YOUR INSTRUCTIONS => Rewrite the data from its start through the line containing "[1,176,640,359]", swapping "calm sea surface" for "still ocean surface" and leaving everything else unchanged.

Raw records
'''

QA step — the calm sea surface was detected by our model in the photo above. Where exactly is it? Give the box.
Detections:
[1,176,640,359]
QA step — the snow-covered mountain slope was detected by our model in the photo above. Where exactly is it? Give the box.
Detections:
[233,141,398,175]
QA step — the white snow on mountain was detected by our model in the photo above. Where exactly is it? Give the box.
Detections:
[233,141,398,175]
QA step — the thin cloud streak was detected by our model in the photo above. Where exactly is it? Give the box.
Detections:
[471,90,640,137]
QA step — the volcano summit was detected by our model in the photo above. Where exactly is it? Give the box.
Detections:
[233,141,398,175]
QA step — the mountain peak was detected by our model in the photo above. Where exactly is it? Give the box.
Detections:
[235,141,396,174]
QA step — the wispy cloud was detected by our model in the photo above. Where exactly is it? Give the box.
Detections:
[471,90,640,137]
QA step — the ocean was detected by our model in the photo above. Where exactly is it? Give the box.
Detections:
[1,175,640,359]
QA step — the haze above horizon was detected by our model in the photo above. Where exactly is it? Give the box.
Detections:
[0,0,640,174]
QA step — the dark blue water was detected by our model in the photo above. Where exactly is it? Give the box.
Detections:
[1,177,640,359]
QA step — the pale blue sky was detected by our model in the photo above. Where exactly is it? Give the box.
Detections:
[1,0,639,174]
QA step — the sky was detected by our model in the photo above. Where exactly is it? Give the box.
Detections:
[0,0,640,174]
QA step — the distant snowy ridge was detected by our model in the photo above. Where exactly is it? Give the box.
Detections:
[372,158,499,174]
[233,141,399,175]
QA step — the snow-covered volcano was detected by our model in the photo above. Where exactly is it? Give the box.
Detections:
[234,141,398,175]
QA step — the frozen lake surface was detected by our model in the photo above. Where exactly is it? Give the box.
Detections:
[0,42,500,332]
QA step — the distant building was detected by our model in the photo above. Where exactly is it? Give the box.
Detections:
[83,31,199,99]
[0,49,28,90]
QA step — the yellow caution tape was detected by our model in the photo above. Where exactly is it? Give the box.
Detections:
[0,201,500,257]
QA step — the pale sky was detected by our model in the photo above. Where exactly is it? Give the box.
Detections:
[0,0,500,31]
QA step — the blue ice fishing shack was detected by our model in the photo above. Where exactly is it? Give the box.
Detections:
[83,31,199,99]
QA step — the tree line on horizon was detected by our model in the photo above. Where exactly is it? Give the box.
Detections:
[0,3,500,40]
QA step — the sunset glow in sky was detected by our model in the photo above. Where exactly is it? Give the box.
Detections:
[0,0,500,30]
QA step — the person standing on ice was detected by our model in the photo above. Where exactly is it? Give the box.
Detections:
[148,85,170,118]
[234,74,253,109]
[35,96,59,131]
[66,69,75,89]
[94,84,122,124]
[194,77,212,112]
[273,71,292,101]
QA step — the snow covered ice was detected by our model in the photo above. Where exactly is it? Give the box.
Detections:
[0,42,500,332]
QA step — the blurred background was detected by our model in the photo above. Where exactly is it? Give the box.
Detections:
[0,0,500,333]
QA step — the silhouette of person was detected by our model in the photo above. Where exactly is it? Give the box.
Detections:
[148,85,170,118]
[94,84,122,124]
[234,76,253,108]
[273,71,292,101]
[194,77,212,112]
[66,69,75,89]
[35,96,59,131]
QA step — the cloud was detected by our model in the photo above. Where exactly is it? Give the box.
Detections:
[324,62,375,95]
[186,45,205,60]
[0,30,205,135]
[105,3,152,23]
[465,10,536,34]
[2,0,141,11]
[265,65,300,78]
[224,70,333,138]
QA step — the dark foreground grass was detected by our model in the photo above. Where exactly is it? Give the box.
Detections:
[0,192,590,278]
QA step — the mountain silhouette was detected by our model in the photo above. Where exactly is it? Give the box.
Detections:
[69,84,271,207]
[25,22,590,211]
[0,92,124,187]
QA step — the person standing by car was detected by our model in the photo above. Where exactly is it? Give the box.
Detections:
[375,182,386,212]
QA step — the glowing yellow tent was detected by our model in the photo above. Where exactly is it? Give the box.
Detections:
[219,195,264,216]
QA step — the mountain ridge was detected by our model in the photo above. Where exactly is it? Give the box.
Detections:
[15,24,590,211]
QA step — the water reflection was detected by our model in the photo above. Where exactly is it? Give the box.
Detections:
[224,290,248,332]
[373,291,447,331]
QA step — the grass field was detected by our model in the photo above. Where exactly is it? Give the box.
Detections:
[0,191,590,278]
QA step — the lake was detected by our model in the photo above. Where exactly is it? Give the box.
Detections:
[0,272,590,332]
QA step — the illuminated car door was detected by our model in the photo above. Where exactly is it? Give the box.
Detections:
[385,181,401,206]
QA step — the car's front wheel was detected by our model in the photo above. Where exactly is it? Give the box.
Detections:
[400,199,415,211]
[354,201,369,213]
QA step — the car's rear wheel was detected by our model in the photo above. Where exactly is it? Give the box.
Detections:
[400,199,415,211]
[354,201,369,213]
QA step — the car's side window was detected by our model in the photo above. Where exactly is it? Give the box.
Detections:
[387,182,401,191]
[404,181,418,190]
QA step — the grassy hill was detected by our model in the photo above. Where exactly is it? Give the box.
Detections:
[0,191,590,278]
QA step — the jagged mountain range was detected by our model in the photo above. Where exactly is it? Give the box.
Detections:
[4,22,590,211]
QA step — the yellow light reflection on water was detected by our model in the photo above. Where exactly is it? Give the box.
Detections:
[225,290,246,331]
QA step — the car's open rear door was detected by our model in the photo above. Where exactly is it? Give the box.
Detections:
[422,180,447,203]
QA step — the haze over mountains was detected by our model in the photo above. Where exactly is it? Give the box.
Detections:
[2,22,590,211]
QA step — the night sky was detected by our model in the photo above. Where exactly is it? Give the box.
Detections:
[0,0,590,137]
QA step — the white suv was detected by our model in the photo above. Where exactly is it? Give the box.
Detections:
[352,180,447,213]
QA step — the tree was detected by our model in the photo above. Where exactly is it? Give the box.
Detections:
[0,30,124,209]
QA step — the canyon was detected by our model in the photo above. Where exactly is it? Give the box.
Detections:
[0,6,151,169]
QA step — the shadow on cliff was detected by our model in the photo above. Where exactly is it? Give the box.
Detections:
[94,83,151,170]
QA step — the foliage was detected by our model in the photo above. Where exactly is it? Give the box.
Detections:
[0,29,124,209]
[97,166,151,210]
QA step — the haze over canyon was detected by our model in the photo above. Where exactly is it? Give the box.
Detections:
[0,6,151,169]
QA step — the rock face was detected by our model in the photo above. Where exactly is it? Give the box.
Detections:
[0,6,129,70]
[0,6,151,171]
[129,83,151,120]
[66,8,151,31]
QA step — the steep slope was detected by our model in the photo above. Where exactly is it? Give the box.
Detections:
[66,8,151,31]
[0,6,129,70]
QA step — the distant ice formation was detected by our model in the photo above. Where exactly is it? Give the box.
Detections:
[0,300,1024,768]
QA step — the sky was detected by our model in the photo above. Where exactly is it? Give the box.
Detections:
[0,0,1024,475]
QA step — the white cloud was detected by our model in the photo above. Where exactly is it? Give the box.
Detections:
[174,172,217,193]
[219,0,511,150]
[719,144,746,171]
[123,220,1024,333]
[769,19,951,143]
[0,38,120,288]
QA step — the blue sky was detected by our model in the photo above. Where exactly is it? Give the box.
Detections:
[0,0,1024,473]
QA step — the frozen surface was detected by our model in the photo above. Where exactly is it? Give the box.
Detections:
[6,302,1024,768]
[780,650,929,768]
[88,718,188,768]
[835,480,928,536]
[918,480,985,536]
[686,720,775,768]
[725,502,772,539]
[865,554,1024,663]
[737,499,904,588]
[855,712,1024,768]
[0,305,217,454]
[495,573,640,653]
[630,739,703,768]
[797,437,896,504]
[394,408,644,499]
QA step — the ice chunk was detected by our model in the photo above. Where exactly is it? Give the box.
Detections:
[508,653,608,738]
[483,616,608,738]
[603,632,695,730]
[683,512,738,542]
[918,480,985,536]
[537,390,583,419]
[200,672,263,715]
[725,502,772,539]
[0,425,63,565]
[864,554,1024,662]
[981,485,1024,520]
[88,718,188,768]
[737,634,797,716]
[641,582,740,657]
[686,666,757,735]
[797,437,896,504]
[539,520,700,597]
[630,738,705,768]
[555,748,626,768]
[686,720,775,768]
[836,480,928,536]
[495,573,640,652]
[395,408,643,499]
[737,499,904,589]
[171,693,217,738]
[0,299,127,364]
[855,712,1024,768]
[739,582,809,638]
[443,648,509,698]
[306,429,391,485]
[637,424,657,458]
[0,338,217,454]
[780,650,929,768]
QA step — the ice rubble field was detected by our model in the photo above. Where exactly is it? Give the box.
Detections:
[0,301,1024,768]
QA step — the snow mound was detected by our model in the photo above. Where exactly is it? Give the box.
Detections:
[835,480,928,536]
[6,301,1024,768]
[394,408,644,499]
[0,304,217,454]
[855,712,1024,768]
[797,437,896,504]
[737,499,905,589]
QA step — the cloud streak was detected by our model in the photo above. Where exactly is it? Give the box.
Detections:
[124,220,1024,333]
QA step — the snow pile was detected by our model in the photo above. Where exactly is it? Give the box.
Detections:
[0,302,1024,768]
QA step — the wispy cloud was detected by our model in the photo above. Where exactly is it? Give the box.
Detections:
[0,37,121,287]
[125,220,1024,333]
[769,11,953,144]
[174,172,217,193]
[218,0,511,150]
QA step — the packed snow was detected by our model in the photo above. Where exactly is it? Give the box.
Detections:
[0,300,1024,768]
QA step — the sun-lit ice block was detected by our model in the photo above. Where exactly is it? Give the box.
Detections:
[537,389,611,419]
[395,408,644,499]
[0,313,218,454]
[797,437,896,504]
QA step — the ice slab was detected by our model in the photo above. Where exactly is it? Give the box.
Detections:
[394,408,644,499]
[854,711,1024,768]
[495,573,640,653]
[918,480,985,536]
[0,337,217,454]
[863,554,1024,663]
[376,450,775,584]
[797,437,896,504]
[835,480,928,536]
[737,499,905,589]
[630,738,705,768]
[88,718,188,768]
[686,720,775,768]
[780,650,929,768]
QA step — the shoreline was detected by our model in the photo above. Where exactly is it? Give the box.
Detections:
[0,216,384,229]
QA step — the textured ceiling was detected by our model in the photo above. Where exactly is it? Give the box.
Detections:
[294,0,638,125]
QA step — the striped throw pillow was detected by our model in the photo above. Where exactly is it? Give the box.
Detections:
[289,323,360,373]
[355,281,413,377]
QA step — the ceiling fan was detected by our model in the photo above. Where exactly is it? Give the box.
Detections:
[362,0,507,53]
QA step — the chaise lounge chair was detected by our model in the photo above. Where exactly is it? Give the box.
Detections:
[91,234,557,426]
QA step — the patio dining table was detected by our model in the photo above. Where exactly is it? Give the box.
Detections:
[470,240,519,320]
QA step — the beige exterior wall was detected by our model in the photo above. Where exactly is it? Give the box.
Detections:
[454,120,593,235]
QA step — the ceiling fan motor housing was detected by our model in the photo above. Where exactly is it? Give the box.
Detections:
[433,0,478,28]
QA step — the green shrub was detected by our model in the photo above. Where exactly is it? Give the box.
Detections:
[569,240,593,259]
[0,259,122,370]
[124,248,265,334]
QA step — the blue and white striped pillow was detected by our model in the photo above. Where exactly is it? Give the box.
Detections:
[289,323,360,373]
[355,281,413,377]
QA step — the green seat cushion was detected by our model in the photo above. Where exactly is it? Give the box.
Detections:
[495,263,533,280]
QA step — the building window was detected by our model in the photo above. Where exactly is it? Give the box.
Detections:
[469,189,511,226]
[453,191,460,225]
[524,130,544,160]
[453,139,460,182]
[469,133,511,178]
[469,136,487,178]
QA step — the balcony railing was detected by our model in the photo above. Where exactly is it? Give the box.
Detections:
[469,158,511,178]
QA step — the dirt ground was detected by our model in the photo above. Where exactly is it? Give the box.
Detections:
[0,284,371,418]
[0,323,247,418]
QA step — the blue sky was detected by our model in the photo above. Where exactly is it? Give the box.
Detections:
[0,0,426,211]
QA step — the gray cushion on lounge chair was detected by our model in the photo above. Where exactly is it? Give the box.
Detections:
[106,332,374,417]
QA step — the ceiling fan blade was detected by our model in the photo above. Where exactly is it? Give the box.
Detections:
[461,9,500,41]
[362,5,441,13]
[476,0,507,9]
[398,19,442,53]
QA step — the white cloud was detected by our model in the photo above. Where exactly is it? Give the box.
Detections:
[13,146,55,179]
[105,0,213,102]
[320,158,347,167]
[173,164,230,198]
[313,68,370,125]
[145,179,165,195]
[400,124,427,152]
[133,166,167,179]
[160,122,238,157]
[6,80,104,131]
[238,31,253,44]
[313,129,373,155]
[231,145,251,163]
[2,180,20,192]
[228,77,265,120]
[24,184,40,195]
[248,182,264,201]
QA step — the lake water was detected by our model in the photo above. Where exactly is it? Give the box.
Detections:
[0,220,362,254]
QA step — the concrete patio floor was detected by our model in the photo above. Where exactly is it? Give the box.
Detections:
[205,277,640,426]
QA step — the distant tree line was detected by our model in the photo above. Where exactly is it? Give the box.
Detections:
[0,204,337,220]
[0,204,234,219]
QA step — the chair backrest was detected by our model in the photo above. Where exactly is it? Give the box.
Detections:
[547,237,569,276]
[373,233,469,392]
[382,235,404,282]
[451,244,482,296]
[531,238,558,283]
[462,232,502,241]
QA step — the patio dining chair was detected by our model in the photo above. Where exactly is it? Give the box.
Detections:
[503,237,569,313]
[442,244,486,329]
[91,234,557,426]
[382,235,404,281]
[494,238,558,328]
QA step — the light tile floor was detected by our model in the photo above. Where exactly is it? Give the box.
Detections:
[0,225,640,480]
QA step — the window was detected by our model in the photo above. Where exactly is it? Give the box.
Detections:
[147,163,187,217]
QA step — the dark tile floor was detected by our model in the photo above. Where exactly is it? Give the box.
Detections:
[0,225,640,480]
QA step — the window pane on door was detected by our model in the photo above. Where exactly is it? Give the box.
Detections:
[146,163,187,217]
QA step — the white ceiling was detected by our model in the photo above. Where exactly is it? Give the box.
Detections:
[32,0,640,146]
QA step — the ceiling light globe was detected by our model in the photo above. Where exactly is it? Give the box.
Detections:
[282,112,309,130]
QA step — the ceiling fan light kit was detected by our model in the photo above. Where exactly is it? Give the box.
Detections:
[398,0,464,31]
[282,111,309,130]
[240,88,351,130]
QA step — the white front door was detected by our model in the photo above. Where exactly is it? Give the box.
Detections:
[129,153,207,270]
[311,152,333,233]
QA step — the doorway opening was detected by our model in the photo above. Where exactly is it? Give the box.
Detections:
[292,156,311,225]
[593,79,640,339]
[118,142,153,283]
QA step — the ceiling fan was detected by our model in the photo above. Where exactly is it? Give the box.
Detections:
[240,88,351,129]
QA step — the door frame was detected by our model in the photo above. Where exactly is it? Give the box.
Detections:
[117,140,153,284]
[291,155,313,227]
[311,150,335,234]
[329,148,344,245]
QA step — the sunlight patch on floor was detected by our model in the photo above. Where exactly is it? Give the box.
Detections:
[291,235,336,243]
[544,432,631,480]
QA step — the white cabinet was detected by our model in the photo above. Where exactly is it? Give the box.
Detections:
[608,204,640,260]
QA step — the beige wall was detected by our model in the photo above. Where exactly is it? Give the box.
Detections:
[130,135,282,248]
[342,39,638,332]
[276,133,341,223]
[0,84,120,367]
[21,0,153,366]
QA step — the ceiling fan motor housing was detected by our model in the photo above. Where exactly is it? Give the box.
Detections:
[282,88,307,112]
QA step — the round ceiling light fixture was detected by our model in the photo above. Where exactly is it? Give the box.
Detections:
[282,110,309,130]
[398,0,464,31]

'''

RESPONSE =>
QA step — the still ocean surface was detected by our model in the photo above. Where exactly is it? Give the box.
Detections:
[1,176,640,359]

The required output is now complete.